Problems to solve
1: According to the train control security passage, since when have Communication Based Train Control systems been under development in the United States?
2: Print the part of the train control security passage that starts at the words "Use cases specify the" and ends after the words "and passenger trains.".
3: Continue the train control security passage from its last sentence.

Passage
Communications Security Concerns in Communications Based Train Control

Since the late 1980s, Communication Based Train Control (CBTC) Systems for freight and passenger rail have been under development in the United States. These systems have been advertised as offering significant enhancements in safety by ensuring positive train separation, enforcing speed restrictions, and improving roadway worker protection. In order to maximize the effect of these safety enhancements, it is necessary for CBTC systems to address security issues common to wireless computer communication systems. This paper introduces the role that CBTC systems play in railroad methods of operations, as well as the vulnerabilities of communications systems being manifested in CBTC. It provides a classification of attacks against CBTC systems, and identifies the security controls to mitigate these attacks. The level of risks associated with these security issues have increased from the first CBTC system introduction, primary because of increases in the means of exploiting the associated vulnerabilities. Exploitation that could compromise the system safety capabilities can take the form of any number of different types of attacks (e.g. jamming, etc). Failure of the CBTC system designer to adequately address these attacks could allow a malicious party to exploit CBTC vulnerabilities, effectively neutralizing the safety advantages of a CBTC system. Recent non-CBTC train-to-train collisions causing release of toxic inhalants and resulting deaths illustrate that a lack of CBTC system safety capabilities could have catastrophic results. Fortunately, these attacks can be mitigated using various security controls. Understanding the attacks and the respective mitigating security mechanisms is therefore key to effectively implementing CBTC safety advantages.

Mapping Misuse Cases to Functional Fault Trees in order to Secure Positive Train Control Systems

Use cases specify the higher-level functional requirements of a system under design and misuse cases specify its possible misuses. Analyzing them together prevents the latter from occurring while ensuring that the former are implemented. Independently, functional fault trees (FFT) hierarchically breakdown anticipated system failures with respect to its functional architecture. This work presents and algorithm that transforms higher-level use-misuse case to FFTs, and thereby allows the application of the analytical methods available for the latter to the former. The utility of such a mechanism is illustrated by studying the security vulnerabilities that can be introduced to Positive Train Control (PTC) systems – wireless command and control systems for the safe operation of freight and passenger trains.

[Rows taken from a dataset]
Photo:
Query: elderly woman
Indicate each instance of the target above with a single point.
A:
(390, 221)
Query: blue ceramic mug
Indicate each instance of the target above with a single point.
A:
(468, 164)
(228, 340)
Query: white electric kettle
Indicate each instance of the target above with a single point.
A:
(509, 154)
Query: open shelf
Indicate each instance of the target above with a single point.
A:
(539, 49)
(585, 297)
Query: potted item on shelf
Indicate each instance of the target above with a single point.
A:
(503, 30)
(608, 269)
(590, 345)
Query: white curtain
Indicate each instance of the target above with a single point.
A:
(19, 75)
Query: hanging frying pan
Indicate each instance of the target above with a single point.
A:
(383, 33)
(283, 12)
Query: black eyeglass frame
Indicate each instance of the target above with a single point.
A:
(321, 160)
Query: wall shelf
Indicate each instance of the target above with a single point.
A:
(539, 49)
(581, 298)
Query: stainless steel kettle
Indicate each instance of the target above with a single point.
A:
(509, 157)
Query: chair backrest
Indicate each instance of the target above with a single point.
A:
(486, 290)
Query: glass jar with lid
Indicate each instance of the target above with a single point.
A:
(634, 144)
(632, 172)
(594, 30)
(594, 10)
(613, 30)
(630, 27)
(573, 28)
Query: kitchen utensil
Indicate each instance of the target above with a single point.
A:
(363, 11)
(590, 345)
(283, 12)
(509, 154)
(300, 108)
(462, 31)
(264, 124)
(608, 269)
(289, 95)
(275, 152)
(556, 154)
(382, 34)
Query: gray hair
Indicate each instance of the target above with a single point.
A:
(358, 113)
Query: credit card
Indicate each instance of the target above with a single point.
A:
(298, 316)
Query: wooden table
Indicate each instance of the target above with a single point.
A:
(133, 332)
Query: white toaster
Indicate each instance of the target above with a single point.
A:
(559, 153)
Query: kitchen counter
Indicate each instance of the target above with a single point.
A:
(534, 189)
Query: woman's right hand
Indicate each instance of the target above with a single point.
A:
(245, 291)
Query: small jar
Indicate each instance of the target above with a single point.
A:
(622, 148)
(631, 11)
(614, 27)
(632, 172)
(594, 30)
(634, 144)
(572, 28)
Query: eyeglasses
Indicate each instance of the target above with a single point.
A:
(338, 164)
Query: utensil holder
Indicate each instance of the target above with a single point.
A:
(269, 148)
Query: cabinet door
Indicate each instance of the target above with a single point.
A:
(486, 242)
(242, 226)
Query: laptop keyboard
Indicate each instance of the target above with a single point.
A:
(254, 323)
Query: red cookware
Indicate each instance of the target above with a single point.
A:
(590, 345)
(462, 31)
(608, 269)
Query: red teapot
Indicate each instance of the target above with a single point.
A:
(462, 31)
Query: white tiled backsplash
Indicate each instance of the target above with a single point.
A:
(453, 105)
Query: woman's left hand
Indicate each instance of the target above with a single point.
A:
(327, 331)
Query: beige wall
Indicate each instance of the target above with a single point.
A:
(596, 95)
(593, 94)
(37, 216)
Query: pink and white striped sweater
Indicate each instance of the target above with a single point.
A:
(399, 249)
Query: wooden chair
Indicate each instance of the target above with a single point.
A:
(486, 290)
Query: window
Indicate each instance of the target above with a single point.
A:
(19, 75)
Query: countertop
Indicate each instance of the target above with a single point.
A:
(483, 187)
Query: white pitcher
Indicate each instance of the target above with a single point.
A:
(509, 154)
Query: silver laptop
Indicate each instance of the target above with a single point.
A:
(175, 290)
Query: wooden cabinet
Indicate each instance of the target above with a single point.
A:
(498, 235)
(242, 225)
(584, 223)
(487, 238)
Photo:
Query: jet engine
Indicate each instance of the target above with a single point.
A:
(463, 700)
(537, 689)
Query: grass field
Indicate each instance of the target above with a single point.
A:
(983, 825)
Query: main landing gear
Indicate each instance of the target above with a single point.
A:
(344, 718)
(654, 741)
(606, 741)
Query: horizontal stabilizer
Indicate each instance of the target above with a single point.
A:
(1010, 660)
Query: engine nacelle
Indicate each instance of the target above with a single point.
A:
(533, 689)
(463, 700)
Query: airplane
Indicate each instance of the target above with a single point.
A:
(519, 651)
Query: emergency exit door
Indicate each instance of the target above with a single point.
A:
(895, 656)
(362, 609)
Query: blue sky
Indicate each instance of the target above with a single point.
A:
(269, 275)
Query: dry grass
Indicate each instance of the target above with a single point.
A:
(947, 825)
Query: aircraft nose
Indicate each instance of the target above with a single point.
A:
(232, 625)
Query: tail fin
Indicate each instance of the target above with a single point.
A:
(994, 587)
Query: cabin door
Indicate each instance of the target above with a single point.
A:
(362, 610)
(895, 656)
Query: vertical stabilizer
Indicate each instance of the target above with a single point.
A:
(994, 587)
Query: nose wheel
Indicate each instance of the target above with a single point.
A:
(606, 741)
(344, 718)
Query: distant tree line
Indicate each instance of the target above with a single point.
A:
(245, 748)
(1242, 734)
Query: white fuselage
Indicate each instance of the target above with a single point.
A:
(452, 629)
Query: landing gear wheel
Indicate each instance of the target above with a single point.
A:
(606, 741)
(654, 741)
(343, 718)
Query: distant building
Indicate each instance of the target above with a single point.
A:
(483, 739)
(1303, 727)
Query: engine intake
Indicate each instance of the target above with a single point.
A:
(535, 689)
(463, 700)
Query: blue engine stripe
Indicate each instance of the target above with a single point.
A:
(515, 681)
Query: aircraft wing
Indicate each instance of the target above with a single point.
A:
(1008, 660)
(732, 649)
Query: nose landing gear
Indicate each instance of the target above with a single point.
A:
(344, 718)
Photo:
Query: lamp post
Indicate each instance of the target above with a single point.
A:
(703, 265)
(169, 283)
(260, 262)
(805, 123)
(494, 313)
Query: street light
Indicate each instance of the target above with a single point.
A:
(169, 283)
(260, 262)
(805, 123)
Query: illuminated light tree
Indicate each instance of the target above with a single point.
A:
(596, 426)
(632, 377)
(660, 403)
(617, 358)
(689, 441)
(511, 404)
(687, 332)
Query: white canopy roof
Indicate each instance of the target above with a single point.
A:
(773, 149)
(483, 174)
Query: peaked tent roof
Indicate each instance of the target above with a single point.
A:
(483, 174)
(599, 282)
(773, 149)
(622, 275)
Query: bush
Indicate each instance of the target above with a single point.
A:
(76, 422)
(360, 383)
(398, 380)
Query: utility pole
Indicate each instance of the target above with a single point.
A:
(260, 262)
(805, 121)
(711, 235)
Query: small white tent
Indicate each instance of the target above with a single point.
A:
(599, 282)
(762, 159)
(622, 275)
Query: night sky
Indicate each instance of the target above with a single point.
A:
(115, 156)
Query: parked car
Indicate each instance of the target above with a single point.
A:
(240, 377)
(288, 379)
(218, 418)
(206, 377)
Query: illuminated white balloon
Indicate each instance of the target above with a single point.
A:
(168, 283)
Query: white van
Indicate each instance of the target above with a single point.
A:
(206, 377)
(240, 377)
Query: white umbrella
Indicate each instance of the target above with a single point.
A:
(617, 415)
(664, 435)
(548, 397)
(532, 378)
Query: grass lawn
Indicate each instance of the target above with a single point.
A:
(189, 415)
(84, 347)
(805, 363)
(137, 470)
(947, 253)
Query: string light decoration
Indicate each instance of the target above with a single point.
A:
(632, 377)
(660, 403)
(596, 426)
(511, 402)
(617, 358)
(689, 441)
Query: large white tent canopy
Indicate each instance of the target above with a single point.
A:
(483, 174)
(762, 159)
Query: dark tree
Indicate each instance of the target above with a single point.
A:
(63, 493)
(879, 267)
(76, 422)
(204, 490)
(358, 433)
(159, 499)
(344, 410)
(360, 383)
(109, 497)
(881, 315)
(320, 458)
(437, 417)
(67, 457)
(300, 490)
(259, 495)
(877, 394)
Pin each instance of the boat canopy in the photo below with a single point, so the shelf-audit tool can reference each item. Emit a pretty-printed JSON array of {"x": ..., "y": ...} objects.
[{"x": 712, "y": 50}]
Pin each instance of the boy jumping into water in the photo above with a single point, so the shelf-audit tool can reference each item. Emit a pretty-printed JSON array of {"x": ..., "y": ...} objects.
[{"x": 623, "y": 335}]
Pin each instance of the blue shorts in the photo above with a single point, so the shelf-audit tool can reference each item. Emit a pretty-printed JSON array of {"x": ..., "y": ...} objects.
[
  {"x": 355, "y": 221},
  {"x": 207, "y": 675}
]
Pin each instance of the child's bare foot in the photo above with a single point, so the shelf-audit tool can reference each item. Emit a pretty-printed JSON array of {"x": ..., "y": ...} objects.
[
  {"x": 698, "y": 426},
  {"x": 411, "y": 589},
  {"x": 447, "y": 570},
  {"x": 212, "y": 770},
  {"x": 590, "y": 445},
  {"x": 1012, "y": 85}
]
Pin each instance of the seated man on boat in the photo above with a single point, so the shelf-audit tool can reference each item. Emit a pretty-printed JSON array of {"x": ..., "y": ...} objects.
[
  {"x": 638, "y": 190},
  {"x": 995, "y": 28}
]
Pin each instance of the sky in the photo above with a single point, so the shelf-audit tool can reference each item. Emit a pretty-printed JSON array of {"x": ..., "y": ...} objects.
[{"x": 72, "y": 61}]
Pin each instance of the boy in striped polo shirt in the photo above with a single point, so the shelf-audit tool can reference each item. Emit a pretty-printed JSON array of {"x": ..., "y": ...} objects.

Task responses
1: Since the late 1980s.

2:
Use cases specify the higher-level functional requirements of a system under design and misuse cases specify its possible misuses. Analyzing them together prevents the latter from occurring while ensuring that the former are implemented. Independently, functional fault trees (FFT) hierarchically breakdown anticipated system failures with respect to its functional architecture. This work presents and algorithm that transforms higher-level use-misuse case to FFTs, and thereby allows the application of the analytical methods available for the latter to the former. The utility of such a mechanism is illustrated by studying the security vulnerabilities that can be introduced to Positive Train Control (PTC) systems – wireless command and control systems for the safe operation of freight and passenger trains.

3:
U.S. Federal Oversight of Rail Transportation of Toxic by Inhalation Materials

The 9/11 Commission created as a consequence of the terrorist attacks on New York City and Washington had two goals. The first goal was to study the incidents to determine the specific security failures; the second was to provide recommendations for preventing future incidents. In August 2007, President Bush signed U.S. Public Law 110-53 that implemented the 9/11 Commission recommendations. Section 1551 of the law requires every railroad carrier that transports security-sensitive materials in commerce to provide a written analysis of the safety and security risks for every calendar year. This paper discusses the background behind the current regulatory requirements, the nature of the security-sensitive materials involved, the rail industry and its role in the movement of security-sensitive materials, and the new U.S. federal regulatory requirements associated with the shipment of toxic by inhalation (TIH) materials.

SECURE CROSS-DOMAIN TRAIN SCHEDULING

Track configurations at cross-domain interchange points, train performance characteristics and cross-domain authentication often produce significant train delays that can impact large segments of a railroad network. This paper presents a model that captures the behavior of trains and the track infrastructure. The model enables railroad signal engineers to quickly estimate the required trust management system performance that will support safe, secure and efficient railroad operations.